§ ABOUT THIS EXERCISE: In this material, which lines include the string "instance"? Show them.

§ GIVEN RECORDS:

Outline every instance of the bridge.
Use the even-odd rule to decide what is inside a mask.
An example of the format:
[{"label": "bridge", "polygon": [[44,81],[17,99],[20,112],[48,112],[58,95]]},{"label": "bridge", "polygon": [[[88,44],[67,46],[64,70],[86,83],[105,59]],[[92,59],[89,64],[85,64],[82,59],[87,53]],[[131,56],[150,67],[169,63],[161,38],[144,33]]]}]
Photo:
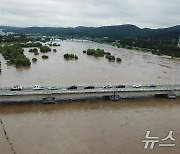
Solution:
[{"label": "bridge", "polygon": [[[74,86],[13,86],[0,87],[0,103],[43,102],[54,103],[62,100],[81,100],[108,98],[119,100],[125,98],[143,98],[163,96],[175,98],[180,96],[180,83],[144,83],[144,84],[96,84]],[[88,88],[89,87],[89,88]]]}]

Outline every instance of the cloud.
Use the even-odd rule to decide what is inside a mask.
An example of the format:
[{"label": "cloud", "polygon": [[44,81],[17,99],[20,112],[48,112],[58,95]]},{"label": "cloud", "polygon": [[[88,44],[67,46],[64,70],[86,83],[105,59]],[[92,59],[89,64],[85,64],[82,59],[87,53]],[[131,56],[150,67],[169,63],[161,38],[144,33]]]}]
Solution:
[{"label": "cloud", "polygon": [[177,25],[179,0],[0,0],[0,25],[140,27]]}]

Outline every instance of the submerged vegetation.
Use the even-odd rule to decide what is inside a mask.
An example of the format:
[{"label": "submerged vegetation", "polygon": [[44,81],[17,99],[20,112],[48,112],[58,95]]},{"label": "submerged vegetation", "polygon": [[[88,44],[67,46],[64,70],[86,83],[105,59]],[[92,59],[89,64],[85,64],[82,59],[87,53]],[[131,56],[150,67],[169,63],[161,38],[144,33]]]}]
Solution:
[{"label": "submerged vegetation", "polygon": [[29,52],[34,53],[34,55],[39,55],[39,52],[38,52],[37,48],[30,49]]},{"label": "submerged vegetation", "polygon": [[116,62],[121,62],[121,61],[122,61],[121,58],[119,57],[116,58]]},{"label": "submerged vegetation", "polygon": [[103,49],[87,49],[86,54],[94,57],[104,57],[105,52]]},{"label": "submerged vegetation", "polygon": [[37,62],[37,58],[32,58],[32,62]]},{"label": "submerged vegetation", "polygon": [[53,52],[57,52],[57,50],[56,50],[56,49],[53,49]]},{"label": "submerged vegetation", "polygon": [[51,51],[51,48],[49,48],[48,46],[41,46],[40,47],[40,51],[42,53],[47,53],[47,52],[50,52]]},{"label": "submerged vegetation", "polygon": [[[42,53],[47,53],[51,51],[48,46],[43,46],[40,42],[44,43],[50,41],[49,38],[42,38],[39,36],[26,36],[12,34],[8,36],[0,35],[0,53],[5,58],[8,64],[19,66],[30,66],[31,61],[36,62],[37,58],[32,58],[31,60],[25,56],[23,48],[32,48],[28,52],[34,53],[34,55],[39,55],[39,51]],[[51,42],[52,43],[52,42]],[[52,46],[60,46],[60,44],[52,43]],[[57,50],[54,49],[54,52]],[[47,55],[42,56],[43,59],[47,59]]]},{"label": "submerged vegetation", "polygon": [[29,47],[41,47],[42,44],[39,42],[27,42],[27,43],[20,43],[21,47],[29,48]]},{"label": "submerged vegetation", "polygon": [[64,54],[64,59],[66,59],[66,60],[73,60],[73,59],[75,59],[75,60],[77,60],[78,59],[78,56],[77,55],[74,55],[74,54]]},{"label": "submerged vegetation", "polygon": [[52,42],[49,43],[48,45],[49,45],[50,47],[52,47],[52,46],[53,46],[53,47],[61,46],[60,44],[52,43]]},{"label": "submerged vegetation", "polygon": [[47,56],[47,55],[42,55],[42,59],[48,59],[49,58],[49,56]]},{"label": "submerged vegetation", "polygon": [[15,66],[30,66],[30,59],[24,55],[24,50],[19,44],[4,45],[0,47],[0,53],[9,64]]},{"label": "submerged vegetation", "polygon": [[88,56],[105,57],[110,62],[121,62],[121,58],[116,58],[115,56],[111,55],[110,52],[105,52],[104,49],[87,49],[84,50],[83,53],[86,53]]}]

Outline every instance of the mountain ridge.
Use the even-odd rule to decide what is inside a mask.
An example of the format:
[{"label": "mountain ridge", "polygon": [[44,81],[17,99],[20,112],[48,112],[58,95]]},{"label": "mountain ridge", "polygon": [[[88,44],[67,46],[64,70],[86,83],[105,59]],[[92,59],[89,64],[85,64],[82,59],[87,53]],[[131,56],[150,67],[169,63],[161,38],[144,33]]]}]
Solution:
[{"label": "mountain ridge", "polygon": [[154,39],[178,39],[180,35],[180,25],[175,25],[166,28],[151,29],[139,28],[136,25],[112,25],[101,27],[12,27],[0,26],[4,32],[14,32],[22,34],[41,34],[41,35],[59,35],[59,36],[74,36],[74,37],[91,37],[110,39],[126,39],[126,38],[154,38]]}]

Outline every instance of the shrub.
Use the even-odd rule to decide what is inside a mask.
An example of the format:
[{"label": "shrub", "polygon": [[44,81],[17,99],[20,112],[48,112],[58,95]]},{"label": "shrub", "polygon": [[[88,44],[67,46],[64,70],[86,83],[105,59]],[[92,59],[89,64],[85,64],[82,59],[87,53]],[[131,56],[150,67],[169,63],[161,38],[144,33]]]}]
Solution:
[{"label": "shrub", "polygon": [[41,46],[40,47],[40,51],[42,53],[47,53],[47,52],[50,52],[51,51],[51,48],[49,48],[48,46]]},{"label": "shrub", "polygon": [[34,49],[30,49],[29,52],[32,52],[34,53],[34,55],[38,55],[38,49],[37,48],[34,48]]},{"label": "shrub", "polygon": [[5,45],[0,48],[0,52],[9,64],[16,66],[30,66],[30,59],[24,55],[24,50],[20,44]]},{"label": "shrub", "polygon": [[119,57],[116,58],[116,62],[121,62],[121,61],[122,61],[121,58]]},{"label": "shrub", "polygon": [[110,55],[107,55],[106,58],[109,60],[109,61],[115,61],[115,57],[114,56],[110,56]]},{"label": "shrub", "polygon": [[105,52],[103,49],[87,49],[84,50],[83,53],[94,57],[106,57],[109,61],[117,61],[120,62],[121,58],[115,58],[115,56],[111,55],[110,52]]},{"label": "shrub", "polygon": [[42,55],[42,58],[43,58],[43,59],[48,59],[49,57],[46,56],[46,55]]},{"label": "shrub", "polygon": [[37,58],[32,58],[32,61],[33,61],[33,62],[36,62],[36,61],[37,61]]},{"label": "shrub", "polygon": [[57,43],[53,43],[52,45],[53,46],[61,46],[60,44],[57,44]]},{"label": "shrub", "polygon": [[74,55],[74,54],[64,54],[64,59],[66,60],[72,60],[72,59],[75,59],[77,60],[78,59],[78,56],[77,55]]},{"label": "shrub", "polygon": [[28,48],[28,47],[41,47],[42,44],[39,42],[33,42],[33,43],[21,43],[21,47]]},{"label": "shrub", "polygon": [[87,51],[83,51],[83,53],[87,53],[87,55],[95,56],[95,57],[104,57],[105,52],[103,49],[87,49]]}]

§ TASK OUTPUT:
Outline every instance of the bridge.
Outline every instance of the cloud.
Outline every instance of the submerged vegetation.
Outline every instance of the mountain ridge.
Outline every instance of the shrub.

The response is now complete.